» **YOUR TASK**
Wherever "below" turns up in the entries, copy out the line that holds it.

» **EXERCISE INPUT**
|---|
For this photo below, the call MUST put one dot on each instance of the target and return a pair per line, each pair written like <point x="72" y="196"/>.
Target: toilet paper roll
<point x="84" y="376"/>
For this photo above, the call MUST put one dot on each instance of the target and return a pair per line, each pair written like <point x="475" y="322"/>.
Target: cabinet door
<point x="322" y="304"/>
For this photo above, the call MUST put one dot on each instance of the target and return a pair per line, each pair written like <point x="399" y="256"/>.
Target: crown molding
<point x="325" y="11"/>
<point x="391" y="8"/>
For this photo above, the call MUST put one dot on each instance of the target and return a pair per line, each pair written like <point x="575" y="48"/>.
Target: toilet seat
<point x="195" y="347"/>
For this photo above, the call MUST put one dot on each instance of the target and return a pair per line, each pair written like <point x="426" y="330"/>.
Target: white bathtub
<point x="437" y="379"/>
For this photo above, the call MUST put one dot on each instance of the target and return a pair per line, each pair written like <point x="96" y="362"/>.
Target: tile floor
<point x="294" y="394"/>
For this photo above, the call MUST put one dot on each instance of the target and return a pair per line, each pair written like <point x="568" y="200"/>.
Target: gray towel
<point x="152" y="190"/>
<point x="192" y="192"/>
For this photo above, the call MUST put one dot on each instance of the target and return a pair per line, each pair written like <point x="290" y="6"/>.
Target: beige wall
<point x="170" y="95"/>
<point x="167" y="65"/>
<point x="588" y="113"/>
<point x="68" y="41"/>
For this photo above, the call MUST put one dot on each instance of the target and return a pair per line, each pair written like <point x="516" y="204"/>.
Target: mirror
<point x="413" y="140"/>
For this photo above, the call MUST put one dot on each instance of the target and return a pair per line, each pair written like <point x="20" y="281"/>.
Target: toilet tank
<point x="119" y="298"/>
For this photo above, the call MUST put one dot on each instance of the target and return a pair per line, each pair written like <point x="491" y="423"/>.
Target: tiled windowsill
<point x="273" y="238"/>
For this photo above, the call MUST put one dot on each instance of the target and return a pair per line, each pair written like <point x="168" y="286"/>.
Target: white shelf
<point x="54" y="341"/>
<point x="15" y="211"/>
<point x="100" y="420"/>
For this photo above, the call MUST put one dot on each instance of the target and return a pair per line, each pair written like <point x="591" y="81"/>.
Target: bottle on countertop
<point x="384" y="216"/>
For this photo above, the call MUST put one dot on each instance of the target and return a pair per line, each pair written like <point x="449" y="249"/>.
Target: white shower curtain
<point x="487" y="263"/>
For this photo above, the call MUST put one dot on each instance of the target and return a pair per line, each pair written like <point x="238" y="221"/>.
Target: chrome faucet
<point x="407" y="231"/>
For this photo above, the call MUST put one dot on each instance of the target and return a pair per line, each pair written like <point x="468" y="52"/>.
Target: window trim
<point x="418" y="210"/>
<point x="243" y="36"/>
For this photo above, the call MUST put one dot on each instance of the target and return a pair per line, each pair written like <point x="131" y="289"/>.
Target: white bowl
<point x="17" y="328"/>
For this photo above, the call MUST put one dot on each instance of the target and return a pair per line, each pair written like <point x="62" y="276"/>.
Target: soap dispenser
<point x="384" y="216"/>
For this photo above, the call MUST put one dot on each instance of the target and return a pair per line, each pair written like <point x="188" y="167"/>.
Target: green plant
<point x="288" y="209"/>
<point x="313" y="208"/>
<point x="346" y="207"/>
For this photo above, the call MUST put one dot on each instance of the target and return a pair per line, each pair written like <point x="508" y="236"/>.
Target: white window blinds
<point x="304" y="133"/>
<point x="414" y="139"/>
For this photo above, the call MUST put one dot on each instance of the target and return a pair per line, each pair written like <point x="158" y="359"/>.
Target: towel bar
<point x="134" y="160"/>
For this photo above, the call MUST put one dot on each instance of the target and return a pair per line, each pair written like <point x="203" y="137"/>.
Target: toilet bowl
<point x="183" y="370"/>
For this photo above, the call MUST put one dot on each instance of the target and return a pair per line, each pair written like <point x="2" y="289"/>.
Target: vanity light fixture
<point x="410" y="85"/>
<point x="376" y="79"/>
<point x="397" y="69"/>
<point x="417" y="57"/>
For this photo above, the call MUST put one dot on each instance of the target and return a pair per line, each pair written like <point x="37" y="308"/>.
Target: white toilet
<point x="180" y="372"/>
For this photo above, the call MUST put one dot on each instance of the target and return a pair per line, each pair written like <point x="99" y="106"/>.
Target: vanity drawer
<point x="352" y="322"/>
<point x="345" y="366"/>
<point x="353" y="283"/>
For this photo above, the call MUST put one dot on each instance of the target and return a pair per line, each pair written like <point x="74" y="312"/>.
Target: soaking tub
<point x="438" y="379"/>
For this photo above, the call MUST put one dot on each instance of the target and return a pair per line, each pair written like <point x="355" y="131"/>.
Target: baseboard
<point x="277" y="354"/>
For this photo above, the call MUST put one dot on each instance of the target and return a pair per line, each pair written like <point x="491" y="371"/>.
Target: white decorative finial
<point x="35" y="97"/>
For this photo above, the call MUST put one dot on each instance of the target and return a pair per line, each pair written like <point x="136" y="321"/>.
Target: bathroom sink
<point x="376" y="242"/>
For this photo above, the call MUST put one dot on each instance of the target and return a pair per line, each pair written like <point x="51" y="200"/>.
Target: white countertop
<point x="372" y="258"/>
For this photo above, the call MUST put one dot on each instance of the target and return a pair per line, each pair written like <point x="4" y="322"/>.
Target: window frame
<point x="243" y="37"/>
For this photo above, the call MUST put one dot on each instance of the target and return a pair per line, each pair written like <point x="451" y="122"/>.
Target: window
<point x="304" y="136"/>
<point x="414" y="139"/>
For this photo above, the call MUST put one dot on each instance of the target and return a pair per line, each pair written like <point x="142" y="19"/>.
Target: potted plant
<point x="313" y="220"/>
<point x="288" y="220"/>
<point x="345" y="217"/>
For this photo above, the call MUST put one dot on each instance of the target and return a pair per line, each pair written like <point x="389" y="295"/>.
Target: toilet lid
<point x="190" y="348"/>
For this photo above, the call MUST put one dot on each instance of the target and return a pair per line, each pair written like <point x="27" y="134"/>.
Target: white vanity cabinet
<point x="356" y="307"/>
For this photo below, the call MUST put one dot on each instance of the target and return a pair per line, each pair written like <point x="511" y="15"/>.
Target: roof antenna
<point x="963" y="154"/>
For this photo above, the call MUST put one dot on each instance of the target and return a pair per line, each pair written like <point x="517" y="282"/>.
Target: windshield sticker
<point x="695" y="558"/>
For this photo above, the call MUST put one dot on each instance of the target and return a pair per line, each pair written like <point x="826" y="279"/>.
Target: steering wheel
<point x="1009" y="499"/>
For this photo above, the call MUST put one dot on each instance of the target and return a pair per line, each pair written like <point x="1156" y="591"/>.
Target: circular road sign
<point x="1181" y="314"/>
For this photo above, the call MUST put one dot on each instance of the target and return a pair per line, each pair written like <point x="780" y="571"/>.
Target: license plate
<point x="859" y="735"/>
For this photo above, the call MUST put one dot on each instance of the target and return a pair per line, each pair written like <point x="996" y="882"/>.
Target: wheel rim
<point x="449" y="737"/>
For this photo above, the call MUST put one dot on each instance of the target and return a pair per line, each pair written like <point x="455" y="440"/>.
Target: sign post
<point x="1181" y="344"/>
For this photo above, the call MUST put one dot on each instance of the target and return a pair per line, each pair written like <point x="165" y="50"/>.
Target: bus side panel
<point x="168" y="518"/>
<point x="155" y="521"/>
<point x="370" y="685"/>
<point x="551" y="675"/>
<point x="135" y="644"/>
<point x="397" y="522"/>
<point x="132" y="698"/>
|---|
» **SOLUTION TO THIS EXERCISE**
For this photo below, the call MUST put one dot on each instance of the target and return a pair per line, each pair written like <point x="72" y="196"/>.
For this photo below, the call MUST put one dot on each instance of the target and return a pair per line, each pair written like <point x="511" y="15"/>.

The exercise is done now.